[Instructions to follow]: Return every record exactly as written.

[Source material]:
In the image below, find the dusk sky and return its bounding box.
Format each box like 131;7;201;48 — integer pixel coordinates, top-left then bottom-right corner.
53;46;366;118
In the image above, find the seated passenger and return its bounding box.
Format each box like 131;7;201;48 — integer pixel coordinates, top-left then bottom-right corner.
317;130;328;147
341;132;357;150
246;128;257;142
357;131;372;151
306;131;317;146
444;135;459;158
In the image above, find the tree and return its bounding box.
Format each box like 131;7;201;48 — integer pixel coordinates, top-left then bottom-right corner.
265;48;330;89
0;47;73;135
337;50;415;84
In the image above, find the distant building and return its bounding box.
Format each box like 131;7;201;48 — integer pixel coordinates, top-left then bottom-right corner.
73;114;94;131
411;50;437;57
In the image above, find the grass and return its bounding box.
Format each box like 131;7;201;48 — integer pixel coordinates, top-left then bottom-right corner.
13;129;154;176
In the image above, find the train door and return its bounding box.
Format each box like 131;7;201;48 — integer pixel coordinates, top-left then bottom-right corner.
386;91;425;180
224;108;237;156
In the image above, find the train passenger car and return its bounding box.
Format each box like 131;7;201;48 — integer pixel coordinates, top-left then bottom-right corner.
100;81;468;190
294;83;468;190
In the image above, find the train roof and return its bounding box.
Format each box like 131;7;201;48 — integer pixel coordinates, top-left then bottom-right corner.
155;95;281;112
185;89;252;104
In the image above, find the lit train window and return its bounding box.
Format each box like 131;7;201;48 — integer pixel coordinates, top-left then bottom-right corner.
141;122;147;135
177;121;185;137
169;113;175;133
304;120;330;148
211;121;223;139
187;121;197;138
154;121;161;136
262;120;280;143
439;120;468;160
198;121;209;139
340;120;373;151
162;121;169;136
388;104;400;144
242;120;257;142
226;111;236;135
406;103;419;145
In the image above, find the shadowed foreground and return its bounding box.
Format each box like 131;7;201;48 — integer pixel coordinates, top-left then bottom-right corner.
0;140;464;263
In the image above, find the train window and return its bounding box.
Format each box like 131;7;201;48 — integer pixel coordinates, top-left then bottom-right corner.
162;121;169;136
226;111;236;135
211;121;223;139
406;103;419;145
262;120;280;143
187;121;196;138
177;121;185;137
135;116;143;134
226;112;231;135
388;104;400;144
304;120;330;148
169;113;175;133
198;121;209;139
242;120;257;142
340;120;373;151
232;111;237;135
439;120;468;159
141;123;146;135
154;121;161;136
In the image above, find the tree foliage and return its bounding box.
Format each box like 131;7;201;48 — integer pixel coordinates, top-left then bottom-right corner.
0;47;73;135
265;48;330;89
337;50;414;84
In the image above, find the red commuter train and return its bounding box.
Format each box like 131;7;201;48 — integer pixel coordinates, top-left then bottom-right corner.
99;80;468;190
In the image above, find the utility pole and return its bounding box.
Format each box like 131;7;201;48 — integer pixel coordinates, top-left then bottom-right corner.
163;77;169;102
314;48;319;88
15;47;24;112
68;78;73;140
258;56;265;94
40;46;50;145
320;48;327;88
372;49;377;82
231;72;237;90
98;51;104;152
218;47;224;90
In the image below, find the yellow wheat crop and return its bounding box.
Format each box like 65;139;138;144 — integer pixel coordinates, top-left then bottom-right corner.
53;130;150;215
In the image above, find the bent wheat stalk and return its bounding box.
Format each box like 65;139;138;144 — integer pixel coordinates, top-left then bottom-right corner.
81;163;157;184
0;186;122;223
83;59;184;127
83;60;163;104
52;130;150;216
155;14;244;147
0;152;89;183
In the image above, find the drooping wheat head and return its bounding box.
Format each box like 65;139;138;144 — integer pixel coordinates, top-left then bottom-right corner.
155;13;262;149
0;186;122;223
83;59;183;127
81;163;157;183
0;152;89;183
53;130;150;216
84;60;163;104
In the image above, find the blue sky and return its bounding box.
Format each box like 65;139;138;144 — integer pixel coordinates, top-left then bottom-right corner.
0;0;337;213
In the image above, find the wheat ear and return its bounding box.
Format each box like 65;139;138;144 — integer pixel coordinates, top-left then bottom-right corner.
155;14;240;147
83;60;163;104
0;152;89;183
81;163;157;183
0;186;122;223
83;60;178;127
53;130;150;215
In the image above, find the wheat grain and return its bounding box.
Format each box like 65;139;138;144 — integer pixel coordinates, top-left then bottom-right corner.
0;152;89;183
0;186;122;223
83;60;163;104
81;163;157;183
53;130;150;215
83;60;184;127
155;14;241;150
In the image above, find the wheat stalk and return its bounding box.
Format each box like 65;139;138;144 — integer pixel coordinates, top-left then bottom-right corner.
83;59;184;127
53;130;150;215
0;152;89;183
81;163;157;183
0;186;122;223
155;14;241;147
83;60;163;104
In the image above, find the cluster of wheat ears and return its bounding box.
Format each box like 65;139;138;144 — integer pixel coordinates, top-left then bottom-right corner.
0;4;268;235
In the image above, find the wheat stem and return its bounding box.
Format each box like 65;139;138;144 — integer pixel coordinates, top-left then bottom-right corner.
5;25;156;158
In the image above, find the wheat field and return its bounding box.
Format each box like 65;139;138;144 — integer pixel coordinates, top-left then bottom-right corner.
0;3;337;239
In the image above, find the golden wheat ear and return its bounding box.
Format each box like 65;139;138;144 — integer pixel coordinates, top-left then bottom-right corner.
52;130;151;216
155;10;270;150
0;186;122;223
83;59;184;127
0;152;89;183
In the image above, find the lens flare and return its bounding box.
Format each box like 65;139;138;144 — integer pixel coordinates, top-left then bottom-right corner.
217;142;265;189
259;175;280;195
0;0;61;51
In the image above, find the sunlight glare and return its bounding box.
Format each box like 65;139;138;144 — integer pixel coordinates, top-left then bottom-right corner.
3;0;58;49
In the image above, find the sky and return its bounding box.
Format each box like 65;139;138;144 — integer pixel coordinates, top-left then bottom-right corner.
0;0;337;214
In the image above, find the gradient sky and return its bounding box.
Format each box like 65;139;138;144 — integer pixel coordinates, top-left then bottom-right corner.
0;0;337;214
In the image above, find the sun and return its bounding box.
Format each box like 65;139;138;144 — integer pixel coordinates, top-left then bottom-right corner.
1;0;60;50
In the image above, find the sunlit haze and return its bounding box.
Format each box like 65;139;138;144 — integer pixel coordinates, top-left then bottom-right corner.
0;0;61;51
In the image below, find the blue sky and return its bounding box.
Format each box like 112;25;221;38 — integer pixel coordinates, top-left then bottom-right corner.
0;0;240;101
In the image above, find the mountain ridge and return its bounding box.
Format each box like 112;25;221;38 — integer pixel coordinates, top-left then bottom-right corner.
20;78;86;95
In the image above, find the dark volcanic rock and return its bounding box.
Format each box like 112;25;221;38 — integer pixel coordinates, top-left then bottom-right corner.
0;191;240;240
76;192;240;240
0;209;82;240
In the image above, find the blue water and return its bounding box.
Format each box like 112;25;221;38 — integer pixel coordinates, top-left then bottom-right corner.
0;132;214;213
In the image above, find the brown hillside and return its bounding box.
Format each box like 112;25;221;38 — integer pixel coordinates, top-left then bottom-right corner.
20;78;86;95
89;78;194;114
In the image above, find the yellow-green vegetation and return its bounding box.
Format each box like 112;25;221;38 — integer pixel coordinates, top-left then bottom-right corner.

[Task result]:
In the image below, find the dusk sky and return its bounding box.
Format each box like 131;7;201;48 — integer pixel coordinates, top-left then bottom-right corner.
53;46;366;118
In the image above, find the seated passenger and return its bounding box.
Format each box like 131;7;201;48 — integer pixel coordinates, top-left then bottom-right corner.
317;130;328;147
341;132;357;150
246;128;257;142
357;131;372;151
306;131;317;146
444;135;459;158
In the image above, find the tree and return its bounding box.
Format each box like 131;7;201;48 — integer pixel coordinates, top-left then bottom-right corner.
265;48;330;89
0;47;73;135
337;50;415;84
In the image above, find the distant building and return its bounding box.
Format each box like 131;7;201;48 — integer pixel coordinates, top-left then bottom-right corner.
73;114;94;131
411;50;437;57
In the image above, find the grass and return its bounding box.
Format each box like 131;7;201;48 — integer pixel coordinates, top-left then bottom-right corner.
13;129;154;176
In the image above, find the train door and return its bounding box.
Format each box like 131;7;201;48 — integer pixel coordinates, top-left then bottom-right corner.
386;91;425;180
224;108;237;156
In the image above, find the train passenger car and return its bounding box.
Format each box like 131;7;201;48 — integer pixel coordinates, top-left then bottom-right corner.
100;81;468;190
294;83;468;190
In the image above, find the train roof and return its bounding box.
Format each box like 131;7;201;48 — integer pixel coordinates, top-left then bottom-right corner.
155;95;281;112
185;89;252;104
In the image above, find the lit train window and return its bounding box.
Format each box like 131;7;201;48 — integer pixel coordinates, top-left then bottom-right corner.
141;122;147;135
177;121;185;137
169;113;175;133
304;120;330;148
211;121;223;139
187;121;197;138
154;121;161;136
262;120;280;143
439;120;468;160
198;121;209;139
340;120;373;151
162;121;169;136
388;104;400;144
242;120;257;142
226;111;236;135
406;103;419;145
In the image above, find the shadowed foreground and return its bounding box.
Format each box like 131;7;201;48 — integer pixel coordinates, top-left then bottom-right corner.
0;140;464;263
In the image above, find the train window and return its bounding box.
Format each box like 131;7;201;48 — integer pixel coordinates, top-left then bottom-right corner.
162;121;169;136
226;111;236;135
211;121;223;139
406;103;419;145
262;120;280;143
187;121;196;138
177;121;185;137
135;116;143;134
226;112;231;135
388;104;400;144
304;120;330;148
169;113;175;133
198;121;209;139
242;120;257;142
340;120;373;151
232;111;237;135
439;120;468;159
141;123;146;135
154;121;161;136
In the image above, find the tree foliage and return its bounding box.
Format each box like 131;7;201;48 — integer pixel coordinates, top-left then bottom-right corner.
0;47;73;135
265;48;330;89
337;50;414;84
In the image above, find the red commuter train and return its bounding box.
Format each box like 131;7;201;48 — integer pixel coordinates, top-left then bottom-right corner.
99;80;468;190
In the image above, find the utility pole and return its bounding box.
Format each box like 131;7;201;48 — integer pixel coordinates, top-left then bottom-right corner.
163;77;169;102
314;48;319;88
15;47;24;112
68;78;73;140
258;56;265;94
40;46;50;145
320;48;327;88
372;49;377;82
231;72;237;90
98;51;104;152
218;47;224;90
In the image below, find the yellow wheat crop and return its bounding box.
Format each box like 65;139;138;144 — integer pixel coordinates, top-left then bottom-right corner.
53;130;150;215
In the image above, find the bent wheat stalk and return its bounding box.
Format each box like 65;139;138;144 — integer pixel coordinates, top-left then bottom-right corner.
81;163;157;184
0;186;122;223
83;59;184;127
83;60;163;104
52;130;150;216
155;14;244;147
0;152;89;183
In the image above, find the drooping wheat head and return its bounding box.
Format each box like 65;139;138;144 — integer pixel coordinates, top-left then bottom-right corner.
155;13;262;149
0;186;122;223
83;59;183;127
81;163;157;183
0;152;89;183
53;130;150;216
84;60;163;104
In the image above, find the blue sky and return its bounding box.
Format each box like 65;139;138;144 — integer pixel coordinates, top-left then bottom-right corner.
0;0;337;213
In the image above, find the wheat ear and return its bounding box.
Format each box like 65;139;138;144 — integer pixel coordinates, top-left then bottom-right corner.
155;14;240;147
83;60;163;104
0;152;89;183
81;163;157;183
0;186;122;223
83;60;178;127
53;130;150;215
In the image above, find the wheat grain and return its bounding box.
Format each box like 65;139;138;144 — integer pixel coordinates, top-left then bottom-right corner.
0;152;89;183
0;186;122;223
83;60;163;104
81;163;157;183
53;130;150;215
83;60;184;127
155;14;241;150
In the image above, find the wheat stalk and return its bounding box.
Format each box like 65;139;138;144 — integer pixel coordinates, top-left then bottom-right corner.
83;59;184;127
53;130;150;215
0;152;89;183
81;163;157;183
0;186;122;223
155;14;241;147
83;60;163;104
In the image above, find the cluster of wheat ears and return its bounding box.
Format each box like 65;139;138;144 — integer pixel coordinates, top-left then bottom-right corner.
0;4;268;235
In the image above, find the wheat stem and return its bounding box.
Format each box like 65;139;138;144 — integer pixel coordinates, top-left then bottom-right corner.
5;25;156;158
In the image above, find the wheat field and return its bounding box.
Format each box like 65;139;138;144 — integer pixel coordinates, top-left then bottom-right corner.
0;3;337;239
In the image above, find the golden wheat ear and return its bounding box.
Format each box like 65;139;138;144 — integer pixel coordinates, top-left then bottom-right corner.
52;130;151;216
155;10;270;150
0;186;122;223
83;59;184;127
0;152;89;183
In the image above, find the lens flare and return its bounding box.
Format each box like 65;139;138;144 — integer pixel coordinates, top-left then bottom-right corner.
217;142;265;189
259;175;280;195
0;0;61;51
In the image above, find the sunlight glare and return its bounding box.
Format each box like 65;139;138;144 — integer pixel coordinates, top-left then bottom-right corner.
3;0;58;49
In the image above, find the sky and return its bounding box.
Format each box like 65;139;138;144 — integer pixel coordinates, top-left then bottom-right corner.
0;0;337;214
In the image above, find the gradient sky and return its bounding box.
Format each box like 65;139;138;144 — integer pixel coordinates, top-left then bottom-right corner.
0;0;337;214
In the image above, find the sun and return its bounding box.
Format each box like 65;139;138;144 — integer pixel coordinates, top-left then bottom-right corner.
1;0;60;50
In the image above, find the sunlit haze and return its bounding box.
Format each box like 65;139;138;144 — integer pixel coordinates, top-left then bottom-right corner.
0;0;61;51
In the image below, find the blue sky and return its bounding box.
Format each box like 112;25;221;38 — integer pixel coordinates, top-left then bottom-right corner.
0;0;240;101
In the image above, find the mountain ridge and return its bounding box.
Format each box like 112;25;221;38 — integer pixel coordinates, top-left then bottom-right corner.
20;78;86;95
In the image above, find the dark volcanic rock and return its bounding box.
Format each box like 112;25;221;38 — integer pixel coordinates, top-left then bottom-right corner.
0;191;240;240
76;192;240;240
0;209;82;240
In the image above, find the blue water and return its bounding box.
Format each box like 112;25;221;38 — integer pixel coordinates, top-left then bottom-right corner.
0;132;214;213
In the image above, find the brown hillside and return its bounding box.
Format each box like 112;25;221;38 — integer pixel coordinates, top-left then bottom-right corner.
20;78;86;95
89;78;194;114
In the image above, find the yellow-green vegetation and return its bounding box.
Format each box like 112;25;221;38 — integer pixel coordinates, top-left then bottom-right corner.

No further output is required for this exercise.